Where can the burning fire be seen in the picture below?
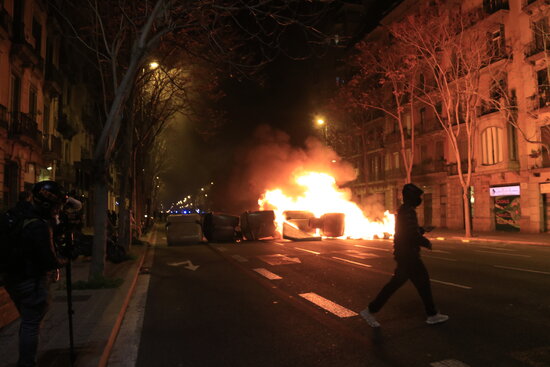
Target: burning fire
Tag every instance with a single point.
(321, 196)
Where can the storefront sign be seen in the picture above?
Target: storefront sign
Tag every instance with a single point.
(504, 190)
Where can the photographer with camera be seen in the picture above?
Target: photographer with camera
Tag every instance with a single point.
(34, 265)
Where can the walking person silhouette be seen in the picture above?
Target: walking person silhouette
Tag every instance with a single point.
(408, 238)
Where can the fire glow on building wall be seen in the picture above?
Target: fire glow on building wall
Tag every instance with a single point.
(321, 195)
————
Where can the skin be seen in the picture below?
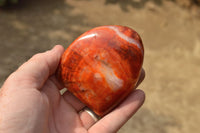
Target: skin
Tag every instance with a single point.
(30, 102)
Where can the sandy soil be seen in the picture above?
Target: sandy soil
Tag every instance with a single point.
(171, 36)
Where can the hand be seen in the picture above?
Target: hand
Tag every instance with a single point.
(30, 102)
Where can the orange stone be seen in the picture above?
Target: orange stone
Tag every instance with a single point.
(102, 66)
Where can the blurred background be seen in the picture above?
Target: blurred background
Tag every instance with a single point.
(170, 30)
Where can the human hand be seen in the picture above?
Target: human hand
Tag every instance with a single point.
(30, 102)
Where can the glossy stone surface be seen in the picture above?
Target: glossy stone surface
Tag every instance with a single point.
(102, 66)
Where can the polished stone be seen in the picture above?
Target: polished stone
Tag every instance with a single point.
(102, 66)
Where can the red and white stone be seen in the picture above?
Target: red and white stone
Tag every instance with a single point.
————
Task goal – Only the lines containing "building" are needed; pull them out of the listing.

Solution for this task –
Where can the fire glow on building wall be seen in the picture above?
Target: fire glow on building wall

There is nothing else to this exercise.